Task to carry out:
Pick out all lines of the entries that include the word "point" and copy them.

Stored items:
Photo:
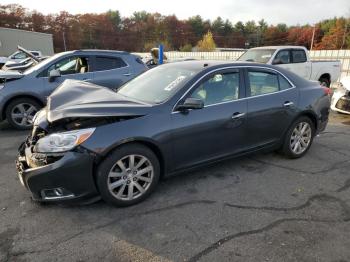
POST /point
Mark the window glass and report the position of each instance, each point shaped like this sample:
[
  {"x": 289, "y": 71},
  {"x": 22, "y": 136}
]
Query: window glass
[
  {"x": 68, "y": 66},
  {"x": 299, "y": 56},
  {"x": 108, "y": 63},
  {"x": 218, "y": 88},
  {"x": 261, "y": 83},
  {"x": 284, "y": 84},
  {"x": 20, "y": 55},
  {"x": 157, "y": 85},
  {"x": 283, "y": 56}
]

Answer to this task:
POST /point
Mark the window glass and report the position of each instance, each point shaped like this sample:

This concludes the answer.